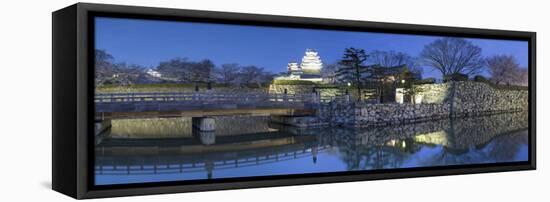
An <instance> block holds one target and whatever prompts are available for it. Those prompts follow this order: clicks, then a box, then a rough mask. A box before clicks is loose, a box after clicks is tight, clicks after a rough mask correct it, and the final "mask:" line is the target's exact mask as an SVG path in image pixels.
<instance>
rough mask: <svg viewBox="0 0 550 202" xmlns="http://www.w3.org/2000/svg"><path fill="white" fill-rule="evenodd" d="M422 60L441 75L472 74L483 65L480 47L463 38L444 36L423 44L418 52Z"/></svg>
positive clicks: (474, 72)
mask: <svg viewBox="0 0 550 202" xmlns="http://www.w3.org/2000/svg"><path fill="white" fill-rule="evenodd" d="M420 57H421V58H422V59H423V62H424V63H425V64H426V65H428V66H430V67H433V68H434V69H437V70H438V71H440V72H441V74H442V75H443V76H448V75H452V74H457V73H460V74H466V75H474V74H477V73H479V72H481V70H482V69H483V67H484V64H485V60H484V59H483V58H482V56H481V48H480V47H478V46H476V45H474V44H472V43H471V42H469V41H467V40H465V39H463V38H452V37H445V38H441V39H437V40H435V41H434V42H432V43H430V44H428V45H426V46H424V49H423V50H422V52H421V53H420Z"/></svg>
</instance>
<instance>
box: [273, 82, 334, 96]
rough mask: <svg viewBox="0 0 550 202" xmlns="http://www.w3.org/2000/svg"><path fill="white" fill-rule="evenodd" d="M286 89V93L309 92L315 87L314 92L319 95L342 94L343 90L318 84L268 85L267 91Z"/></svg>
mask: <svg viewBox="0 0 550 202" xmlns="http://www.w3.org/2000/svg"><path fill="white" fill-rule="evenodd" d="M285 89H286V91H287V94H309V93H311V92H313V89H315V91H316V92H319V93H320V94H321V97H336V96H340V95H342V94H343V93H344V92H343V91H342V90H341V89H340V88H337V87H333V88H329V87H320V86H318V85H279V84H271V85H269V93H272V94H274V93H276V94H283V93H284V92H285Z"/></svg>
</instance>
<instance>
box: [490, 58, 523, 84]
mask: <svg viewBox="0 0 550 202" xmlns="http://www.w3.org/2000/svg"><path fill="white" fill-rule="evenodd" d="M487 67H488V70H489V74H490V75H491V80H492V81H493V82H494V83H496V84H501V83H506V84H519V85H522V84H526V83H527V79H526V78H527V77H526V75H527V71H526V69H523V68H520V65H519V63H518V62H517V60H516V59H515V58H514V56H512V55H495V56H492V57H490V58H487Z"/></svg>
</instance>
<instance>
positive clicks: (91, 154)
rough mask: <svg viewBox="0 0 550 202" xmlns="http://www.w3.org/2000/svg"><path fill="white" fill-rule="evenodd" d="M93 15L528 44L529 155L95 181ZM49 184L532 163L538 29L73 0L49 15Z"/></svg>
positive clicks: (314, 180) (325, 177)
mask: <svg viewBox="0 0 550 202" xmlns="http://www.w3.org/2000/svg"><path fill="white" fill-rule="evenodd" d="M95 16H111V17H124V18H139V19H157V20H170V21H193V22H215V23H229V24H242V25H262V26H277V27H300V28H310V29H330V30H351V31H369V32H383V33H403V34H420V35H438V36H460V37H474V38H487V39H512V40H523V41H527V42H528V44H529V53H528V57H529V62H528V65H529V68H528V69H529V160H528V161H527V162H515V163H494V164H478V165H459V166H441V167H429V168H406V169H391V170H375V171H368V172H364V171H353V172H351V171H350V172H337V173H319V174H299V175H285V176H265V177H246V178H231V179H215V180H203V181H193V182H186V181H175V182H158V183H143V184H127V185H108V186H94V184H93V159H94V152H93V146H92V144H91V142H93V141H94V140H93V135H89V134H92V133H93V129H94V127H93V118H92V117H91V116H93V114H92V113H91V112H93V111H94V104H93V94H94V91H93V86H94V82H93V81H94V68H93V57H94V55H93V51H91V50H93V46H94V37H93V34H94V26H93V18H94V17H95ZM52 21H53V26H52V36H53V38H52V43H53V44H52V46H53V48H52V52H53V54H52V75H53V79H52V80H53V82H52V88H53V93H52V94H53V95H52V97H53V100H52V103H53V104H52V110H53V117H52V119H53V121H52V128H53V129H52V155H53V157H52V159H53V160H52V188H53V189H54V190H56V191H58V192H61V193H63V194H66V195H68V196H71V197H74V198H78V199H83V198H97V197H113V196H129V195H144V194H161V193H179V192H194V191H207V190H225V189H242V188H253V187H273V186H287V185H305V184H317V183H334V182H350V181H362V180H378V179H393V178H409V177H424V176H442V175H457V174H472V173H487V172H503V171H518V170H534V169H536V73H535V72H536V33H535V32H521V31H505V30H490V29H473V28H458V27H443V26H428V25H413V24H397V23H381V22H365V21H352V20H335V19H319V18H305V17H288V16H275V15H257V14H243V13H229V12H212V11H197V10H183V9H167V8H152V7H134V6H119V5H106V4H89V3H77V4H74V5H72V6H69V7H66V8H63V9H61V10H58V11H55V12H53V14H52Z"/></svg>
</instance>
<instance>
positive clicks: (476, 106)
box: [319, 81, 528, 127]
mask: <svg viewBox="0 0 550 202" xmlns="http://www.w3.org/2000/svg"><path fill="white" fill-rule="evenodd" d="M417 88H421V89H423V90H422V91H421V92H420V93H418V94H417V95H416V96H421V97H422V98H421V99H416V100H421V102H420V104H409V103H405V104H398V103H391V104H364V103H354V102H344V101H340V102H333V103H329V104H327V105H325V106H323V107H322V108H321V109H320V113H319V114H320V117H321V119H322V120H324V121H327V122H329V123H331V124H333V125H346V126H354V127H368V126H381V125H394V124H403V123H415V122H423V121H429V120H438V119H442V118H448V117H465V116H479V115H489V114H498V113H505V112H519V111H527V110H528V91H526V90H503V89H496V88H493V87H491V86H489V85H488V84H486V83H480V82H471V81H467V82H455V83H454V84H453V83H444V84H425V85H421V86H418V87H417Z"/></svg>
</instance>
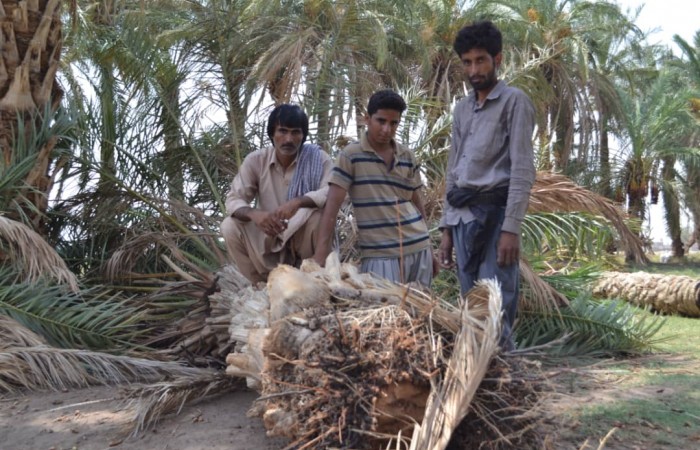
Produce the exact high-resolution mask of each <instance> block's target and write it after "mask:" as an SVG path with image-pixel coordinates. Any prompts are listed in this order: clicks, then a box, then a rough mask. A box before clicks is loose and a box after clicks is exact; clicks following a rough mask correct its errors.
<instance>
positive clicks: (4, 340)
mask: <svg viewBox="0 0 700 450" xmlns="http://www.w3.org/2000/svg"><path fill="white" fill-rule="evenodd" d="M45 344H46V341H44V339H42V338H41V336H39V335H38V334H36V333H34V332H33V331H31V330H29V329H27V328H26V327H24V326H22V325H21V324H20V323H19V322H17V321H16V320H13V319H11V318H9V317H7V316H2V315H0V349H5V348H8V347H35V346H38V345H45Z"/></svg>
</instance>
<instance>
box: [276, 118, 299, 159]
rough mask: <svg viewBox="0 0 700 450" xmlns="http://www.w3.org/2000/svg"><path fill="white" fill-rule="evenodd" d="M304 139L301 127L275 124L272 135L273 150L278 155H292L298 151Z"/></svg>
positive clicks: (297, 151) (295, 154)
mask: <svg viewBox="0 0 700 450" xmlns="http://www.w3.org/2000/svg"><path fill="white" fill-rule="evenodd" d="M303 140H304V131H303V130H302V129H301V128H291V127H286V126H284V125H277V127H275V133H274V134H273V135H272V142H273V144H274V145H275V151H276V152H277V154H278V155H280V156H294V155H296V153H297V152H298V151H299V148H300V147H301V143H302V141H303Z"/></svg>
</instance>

## Exercise details
Extract every line above that contains the string "positive". Case counts.

## Final answer
positive clicks: (474, 72)
positive clicks: (91, 154)
positive clicks: (314, 180) (325, 177)
positive clicks: (476, 106)
positive clicks: (4, 340)
positive clicks: (297, 151) (295, 154)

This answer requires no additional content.